EXERCISE DESCRIPTION: Each record below is to be output with no change at all.

(PROVIDED INFORMATION)

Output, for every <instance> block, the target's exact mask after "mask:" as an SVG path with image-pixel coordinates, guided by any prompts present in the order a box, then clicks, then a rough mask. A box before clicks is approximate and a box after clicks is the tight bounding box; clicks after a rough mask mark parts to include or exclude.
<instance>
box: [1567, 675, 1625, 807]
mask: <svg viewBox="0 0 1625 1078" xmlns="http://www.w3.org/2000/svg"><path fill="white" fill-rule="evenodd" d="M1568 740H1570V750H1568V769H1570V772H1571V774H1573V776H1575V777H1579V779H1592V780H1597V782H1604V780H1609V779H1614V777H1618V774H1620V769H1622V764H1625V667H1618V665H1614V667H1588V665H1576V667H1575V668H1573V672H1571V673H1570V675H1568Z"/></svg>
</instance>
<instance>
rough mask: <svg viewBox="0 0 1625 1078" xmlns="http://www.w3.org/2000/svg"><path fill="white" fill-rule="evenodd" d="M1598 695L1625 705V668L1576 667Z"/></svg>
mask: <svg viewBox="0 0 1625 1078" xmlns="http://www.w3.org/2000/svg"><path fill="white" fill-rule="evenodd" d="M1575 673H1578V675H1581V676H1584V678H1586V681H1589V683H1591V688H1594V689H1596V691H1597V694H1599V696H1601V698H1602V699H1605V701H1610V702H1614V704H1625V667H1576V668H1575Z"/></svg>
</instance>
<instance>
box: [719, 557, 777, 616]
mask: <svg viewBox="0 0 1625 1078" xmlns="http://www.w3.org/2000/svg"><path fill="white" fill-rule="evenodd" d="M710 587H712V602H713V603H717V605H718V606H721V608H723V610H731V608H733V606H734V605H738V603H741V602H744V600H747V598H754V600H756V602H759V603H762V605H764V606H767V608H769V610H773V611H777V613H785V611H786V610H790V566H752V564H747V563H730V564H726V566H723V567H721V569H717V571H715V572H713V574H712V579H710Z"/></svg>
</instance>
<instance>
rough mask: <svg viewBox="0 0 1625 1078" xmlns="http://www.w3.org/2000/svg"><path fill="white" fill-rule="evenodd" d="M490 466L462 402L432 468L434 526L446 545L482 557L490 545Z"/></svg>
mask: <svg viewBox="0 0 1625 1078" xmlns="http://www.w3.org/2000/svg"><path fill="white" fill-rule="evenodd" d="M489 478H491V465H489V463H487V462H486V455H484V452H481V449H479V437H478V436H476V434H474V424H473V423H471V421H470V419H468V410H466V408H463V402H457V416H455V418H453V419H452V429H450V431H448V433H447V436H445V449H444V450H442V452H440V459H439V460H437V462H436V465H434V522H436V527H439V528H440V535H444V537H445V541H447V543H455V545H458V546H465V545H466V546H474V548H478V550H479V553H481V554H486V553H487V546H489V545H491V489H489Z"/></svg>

(End PROVIDED INFORMATION)

ANSWER BOX:
Output, for every <instance> block, the target's exact mask after "mask:" as an SVG path with image-pixel coordinates, guided by any prompts present in the order a box, then clicks, then a rough mask. A box before clicks is approximate and a box after clicks is the tight bounding box; clicks after a rough mask mark parts to include or exclude.
<instance>
box: [1567, 675, 1625, 807]
mask: <svg viewBox="0 0 1625 1078" xmlns="http://www.w3.org/2000/svg"><path fill="white" fill-rule="evenodd" d="M1568 740H1570V750H1568V769H1570V772H1571V774H1573V776H1575V777H1579V779H1592V780H1597V782H1604V780H1609V779H1614V777H1618V774H1620V769H1622V764H1625V667H1618V665H1614V667H1588V665H1576V667H1575V668H1573V672H1571V673H1570V675H1568Z"/></svg>
</instance>
<instance>
rough mask: <svg viewBox="0 0 1625 1078" xmlns="http://www.w3.org/2000/svg"><path fill="white" fill-rule="evenodd" d="M1598 695L1625 705V668L1576 667Z"/></svg>
mask: <svg viewBox="0 0 1625 1078" xmlns="http://www.w3.org/2000/svg"><path fill="white" fill-rule="evenodd" d="M1575 673H1578V675H1581V676H1584V678H1586V681H1589V683H1591V688H1594V689H1596V691H1597V694H1599V696H1601V698H1602V699H1605V701H1610V702H1614V704H1625V667H1576V668H1575Z"/></svg>
</instance>
<instance>
box: [719, 557, 777, 616]
mask: <svg viewBox="0 0 1625 1078" xmlns="http://www.w3.org/2000/svg"><path fill="white" fill-rule="evenodd" d="M710 587H712V602H713V603H717V605H718V606H721V608H723V610H731V608H733V606H734V605H738V603H741V602H744V600H747V598H754V600H756V602H759V603H762V605H764V606H767V608H769V610H773V611H777V613H785V611H786V610H790V566H752V564H747V563H730V564H726V566H723V567H721V569H717V571H715V572H713V574H712V579H710Z"/></svg>
</instance>
<instance>
rough mask: <svg viewBox="0 0 1625 1078" xmlns="http://www.w3.org/2000/svg"><path fill="white" fill-rule="evenodd" d="M490 466L462 402L432 468L434 526L446 545L482 557L490 545Z"/></svg>
mask: <svg viewBox="0 0 1625 1078" xmlns="http://www.w3.org/2000/svg"><path fill="white" fill-rule="evenodd" d="M489 478H491V465H489V463H487V462H486V455H484V452H481V449H479V437H478V436H476V434H474V424H473V423H471V421H470V419H468V410H466V408H463V402H457V416H455V418H453V419H452V429H450V431H448V433H447V436H445V449H444V450H442V452H440V459H439V460H437V462H436V465H434V522H436V527H439V528H440V535H444V537H445V541H447V543H455V545H458V546H465V545H466V546H474V548H478V550H479V553H481V554H486V553H487V546H489V545H491V489H489Z"/></svg>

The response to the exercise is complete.